先生のためのアイディア帳

効果的な指導法やエトセトラについて

フォワード・デザイン(Forward design)とは何か

こんにちは。イチロー引退のニュースに驚いています。

 

さて、今回はタイトルのとおり、「フォワード・デザイン」について、以下のような順で書いてみたいと思います。

  1. フォワード・デザインとは何か
  2. フォワード・デザインの利点
  3. フォワード・デザインの弱点

(私個人は「バックワード・デザインを取り入れることが指導の改善につながる」という立場に立っているので、「3. フォワード・デザインの弱点」の後で数行分だけ「バックワード・デザインを取り入れることがもたらす利点」に触れています。)

 

(バックワード・デザインについて書いているエントリーはこちら。)

 

ちなみに次回は、「セントラル・デザイン」について書く予定で、それをもって、

  • フォワード・デザイン(Forward design)
  • セントラル・デザイン(Central design)
  • バックワード・デザイン(Backward design)

という3大「カリキュラム・デザイン」を網羅したことにしたいと思います。

 

そんなわけで、今さらりと「カリキュラム・デザイン」という言葉を滑り込ませてみましたが、やはり先に進む前に「カリキュラム・デザイン」とは何かを定義しておきます。

 

まず、ここで言う「カリキュラム」とは何なのでしょうか? 以下の定義が当てはまるかと思います。

検出データセットからの抜粋:
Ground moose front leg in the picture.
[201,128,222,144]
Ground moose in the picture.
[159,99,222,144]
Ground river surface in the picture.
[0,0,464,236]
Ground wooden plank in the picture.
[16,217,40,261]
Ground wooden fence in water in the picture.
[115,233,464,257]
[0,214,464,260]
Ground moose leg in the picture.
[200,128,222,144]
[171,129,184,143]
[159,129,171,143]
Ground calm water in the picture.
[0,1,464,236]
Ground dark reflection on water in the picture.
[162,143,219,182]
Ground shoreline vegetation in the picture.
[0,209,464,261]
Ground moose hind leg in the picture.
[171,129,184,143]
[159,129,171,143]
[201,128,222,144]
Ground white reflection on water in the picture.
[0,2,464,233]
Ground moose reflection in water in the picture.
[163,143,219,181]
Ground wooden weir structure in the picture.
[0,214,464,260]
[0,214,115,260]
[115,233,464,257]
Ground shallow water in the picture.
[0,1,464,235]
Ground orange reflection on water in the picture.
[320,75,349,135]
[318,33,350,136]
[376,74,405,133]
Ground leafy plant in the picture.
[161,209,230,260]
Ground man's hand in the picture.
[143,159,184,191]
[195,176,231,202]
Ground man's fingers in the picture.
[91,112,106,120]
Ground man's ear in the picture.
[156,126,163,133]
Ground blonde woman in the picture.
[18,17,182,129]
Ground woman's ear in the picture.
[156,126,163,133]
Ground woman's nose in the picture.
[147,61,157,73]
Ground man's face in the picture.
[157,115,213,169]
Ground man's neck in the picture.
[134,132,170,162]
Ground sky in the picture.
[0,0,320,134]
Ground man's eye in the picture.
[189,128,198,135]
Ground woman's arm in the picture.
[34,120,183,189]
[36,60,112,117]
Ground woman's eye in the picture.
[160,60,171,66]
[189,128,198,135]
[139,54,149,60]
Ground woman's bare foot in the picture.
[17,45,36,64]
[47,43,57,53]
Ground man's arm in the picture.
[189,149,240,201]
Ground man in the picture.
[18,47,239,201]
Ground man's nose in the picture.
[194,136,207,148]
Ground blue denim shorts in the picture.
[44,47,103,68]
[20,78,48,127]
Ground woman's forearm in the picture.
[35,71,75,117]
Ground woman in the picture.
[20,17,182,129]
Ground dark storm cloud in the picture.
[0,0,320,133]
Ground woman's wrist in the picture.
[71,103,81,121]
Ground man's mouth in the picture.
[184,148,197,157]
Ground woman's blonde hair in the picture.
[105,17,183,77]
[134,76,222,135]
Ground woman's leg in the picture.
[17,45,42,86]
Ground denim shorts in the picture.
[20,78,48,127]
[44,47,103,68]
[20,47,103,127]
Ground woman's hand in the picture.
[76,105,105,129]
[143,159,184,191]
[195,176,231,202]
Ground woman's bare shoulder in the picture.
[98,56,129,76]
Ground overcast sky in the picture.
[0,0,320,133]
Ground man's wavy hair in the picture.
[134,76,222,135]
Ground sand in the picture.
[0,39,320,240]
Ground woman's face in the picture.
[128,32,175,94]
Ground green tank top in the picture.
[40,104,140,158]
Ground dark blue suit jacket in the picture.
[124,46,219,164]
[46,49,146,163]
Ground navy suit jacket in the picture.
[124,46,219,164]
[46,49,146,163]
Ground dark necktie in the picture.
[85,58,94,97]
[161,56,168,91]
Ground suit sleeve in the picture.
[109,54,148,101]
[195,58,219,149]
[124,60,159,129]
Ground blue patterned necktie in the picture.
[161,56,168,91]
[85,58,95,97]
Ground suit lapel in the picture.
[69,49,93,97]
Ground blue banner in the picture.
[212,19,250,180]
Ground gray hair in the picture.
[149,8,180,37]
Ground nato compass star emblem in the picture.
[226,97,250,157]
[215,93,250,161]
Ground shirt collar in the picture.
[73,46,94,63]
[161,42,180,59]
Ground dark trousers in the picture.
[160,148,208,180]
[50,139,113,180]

作業指示
本文のうち「という3大「カリキュラム・デザイン」を網羅したことにしたいと思います。」で始まり「義が当てはまるかと思います。」まで続く箇所を、「網羅」を「カバー」に変えて書き直してください。

回答
という3大「カリキュラム・デザイン」をカバーしたことにしたいと思います。

 

そんなわけで、今さらりと「カリキュラム・デザイン」という言葉を滑り込ませてみましたが、やはり先に進む前に「カリキュラム・デザイン」とは何かを定義しておきます。

 

まず、ここで言う「カリキュラム」とは何なのでしょうか? 以下の定義が当てはまるかと思います。